▶ Objetivos
**a.** Devolva a parte do texto sobre o motociclista Kleber que começa em "(Aqui nota-se um" e termina em "que Kleber causou.)".
**b.** No texto sobre o motociclista Kleber, por meio de quê ele pede a todos que abram espaço para sua moto?

::: Trecho do texto

Kleber agiu como se fosse mais importante que Antônio. Seus vídeos mostram que ele realmente age como se fosse mais importante que o resto do universo, pedindo a todos que abram espaço para sua moto por meio dos irritantes bipes motociclísticos que atormentam o trânsito paulistano. Talvez seja por isso que Kleber pense não precisar ceder a travessia a um pedestre desprotegido sob forte chuva. “Estou com pressa, o pedestre que espere sua vez”.
(Aqui nota-se um comportamento padrão de 99% dos condutores brasileiros: não observar os bordos da via em locais onde há faixa de pedestres. Olham para a frente e procuram apenas carros e motos, como se não fosse obrigação de um condutor habilitado observar esses elementos e fatores para evitar acidentes como o que Kleber causou.)

::::::
::: Dados fornecidos

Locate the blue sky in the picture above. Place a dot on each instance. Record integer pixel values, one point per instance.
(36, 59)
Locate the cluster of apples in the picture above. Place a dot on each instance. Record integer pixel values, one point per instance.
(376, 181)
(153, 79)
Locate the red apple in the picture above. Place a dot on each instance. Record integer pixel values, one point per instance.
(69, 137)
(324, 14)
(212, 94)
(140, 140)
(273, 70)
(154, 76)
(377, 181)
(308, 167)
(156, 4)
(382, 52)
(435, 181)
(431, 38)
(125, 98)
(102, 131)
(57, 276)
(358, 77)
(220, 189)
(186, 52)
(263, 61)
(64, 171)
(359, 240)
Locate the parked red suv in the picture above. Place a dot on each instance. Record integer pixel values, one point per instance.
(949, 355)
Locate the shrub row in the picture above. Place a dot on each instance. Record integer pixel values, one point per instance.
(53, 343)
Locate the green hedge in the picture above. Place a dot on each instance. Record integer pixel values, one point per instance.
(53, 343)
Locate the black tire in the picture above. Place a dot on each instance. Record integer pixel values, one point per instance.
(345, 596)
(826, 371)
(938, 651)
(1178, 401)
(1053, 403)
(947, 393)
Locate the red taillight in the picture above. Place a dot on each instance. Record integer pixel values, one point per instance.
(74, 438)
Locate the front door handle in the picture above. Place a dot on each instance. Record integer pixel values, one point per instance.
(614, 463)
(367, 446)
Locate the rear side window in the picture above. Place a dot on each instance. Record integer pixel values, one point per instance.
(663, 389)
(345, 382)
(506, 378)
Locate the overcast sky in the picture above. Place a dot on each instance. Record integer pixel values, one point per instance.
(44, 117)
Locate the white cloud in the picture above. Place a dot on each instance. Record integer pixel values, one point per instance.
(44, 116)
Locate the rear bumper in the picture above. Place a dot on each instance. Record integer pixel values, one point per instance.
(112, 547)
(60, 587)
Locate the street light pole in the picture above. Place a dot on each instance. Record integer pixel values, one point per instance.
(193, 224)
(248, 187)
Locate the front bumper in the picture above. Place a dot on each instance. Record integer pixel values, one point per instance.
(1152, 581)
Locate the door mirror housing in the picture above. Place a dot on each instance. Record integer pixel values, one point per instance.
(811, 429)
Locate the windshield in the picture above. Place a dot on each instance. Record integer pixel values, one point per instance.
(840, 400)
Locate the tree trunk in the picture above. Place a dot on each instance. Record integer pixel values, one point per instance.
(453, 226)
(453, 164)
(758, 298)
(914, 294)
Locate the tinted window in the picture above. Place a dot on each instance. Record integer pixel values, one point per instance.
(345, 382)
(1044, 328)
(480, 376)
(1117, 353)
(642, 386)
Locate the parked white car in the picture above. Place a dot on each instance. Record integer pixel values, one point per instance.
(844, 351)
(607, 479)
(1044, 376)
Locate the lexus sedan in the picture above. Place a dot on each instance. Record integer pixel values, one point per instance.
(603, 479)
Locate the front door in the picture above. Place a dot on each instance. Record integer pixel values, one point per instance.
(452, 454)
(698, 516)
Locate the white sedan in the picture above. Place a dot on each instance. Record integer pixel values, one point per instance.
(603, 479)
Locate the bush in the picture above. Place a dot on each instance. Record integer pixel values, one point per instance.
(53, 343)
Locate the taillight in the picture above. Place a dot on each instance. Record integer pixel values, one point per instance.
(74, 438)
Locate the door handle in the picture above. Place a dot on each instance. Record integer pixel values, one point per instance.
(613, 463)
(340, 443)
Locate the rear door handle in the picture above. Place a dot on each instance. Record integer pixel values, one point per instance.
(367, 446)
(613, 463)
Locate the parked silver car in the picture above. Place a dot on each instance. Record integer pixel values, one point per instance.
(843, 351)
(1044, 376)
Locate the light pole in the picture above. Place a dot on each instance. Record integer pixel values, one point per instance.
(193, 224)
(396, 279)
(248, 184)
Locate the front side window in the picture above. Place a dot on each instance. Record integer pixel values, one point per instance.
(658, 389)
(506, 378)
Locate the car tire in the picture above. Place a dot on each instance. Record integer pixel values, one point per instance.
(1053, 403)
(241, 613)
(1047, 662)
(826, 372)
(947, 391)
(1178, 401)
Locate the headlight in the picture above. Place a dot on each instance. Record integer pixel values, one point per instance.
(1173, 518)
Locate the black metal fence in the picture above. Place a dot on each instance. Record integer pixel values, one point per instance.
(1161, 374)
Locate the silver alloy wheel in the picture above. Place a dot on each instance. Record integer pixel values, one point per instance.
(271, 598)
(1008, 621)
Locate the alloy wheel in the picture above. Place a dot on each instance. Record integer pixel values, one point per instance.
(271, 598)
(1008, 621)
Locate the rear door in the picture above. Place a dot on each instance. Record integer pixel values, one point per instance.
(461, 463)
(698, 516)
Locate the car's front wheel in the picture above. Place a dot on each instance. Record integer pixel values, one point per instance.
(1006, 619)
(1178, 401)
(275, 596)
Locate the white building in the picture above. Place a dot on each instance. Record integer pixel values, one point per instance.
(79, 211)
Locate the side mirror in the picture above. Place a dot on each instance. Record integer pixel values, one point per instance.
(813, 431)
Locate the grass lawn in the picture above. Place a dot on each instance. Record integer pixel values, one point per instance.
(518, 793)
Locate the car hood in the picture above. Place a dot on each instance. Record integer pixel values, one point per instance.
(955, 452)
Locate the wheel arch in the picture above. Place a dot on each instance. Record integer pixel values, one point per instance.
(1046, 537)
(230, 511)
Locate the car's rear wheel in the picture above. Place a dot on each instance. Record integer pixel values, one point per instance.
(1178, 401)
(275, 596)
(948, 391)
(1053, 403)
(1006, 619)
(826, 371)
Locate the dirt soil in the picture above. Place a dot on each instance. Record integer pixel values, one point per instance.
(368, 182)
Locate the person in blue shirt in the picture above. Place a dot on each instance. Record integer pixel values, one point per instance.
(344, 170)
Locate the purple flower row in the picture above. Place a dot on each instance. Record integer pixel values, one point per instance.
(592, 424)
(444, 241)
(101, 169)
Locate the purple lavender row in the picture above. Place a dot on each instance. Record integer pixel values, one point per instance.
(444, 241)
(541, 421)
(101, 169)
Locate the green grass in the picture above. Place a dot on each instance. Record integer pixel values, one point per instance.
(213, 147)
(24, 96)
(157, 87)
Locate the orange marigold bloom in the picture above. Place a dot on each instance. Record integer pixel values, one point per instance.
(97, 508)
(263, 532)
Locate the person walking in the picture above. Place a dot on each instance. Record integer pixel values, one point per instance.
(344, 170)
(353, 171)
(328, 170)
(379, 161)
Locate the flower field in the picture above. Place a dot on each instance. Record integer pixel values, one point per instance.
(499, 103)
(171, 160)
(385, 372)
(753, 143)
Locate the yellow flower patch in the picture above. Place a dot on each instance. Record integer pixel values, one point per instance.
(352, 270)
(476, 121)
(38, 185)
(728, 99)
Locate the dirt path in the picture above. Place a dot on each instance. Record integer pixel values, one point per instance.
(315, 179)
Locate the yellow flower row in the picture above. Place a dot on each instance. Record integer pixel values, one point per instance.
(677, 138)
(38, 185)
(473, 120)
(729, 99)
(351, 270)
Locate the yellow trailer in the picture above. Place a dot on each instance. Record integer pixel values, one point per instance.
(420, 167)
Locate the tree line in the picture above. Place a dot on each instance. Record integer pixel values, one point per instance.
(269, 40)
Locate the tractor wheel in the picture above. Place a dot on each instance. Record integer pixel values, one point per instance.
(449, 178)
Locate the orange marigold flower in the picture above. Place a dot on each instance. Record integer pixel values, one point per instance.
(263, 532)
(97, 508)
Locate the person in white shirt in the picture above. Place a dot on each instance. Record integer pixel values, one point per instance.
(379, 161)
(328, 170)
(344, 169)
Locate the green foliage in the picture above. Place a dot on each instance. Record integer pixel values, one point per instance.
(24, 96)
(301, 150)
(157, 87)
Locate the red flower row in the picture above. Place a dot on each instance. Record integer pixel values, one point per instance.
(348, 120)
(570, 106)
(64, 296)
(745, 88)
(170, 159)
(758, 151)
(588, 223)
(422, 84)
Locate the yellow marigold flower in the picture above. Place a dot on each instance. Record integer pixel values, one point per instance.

::::::

▶ Soluções dos exercícios
**a.**
(Aqui nota-se um comportamento padrão de 99% dos condutores brasileiros: não observar os bordos da via em locais onde há faixa de pedestres. Olham para a frente e procuram apenas carros e motos, como se não fosse obrigação de um condutor habilitado observar esses elementos e fatores para evitar acidentes como o que Kleber causou.)

**b.** Por meio dos irritantes bipes motociclísticos que atormentam o trânsito paulistano.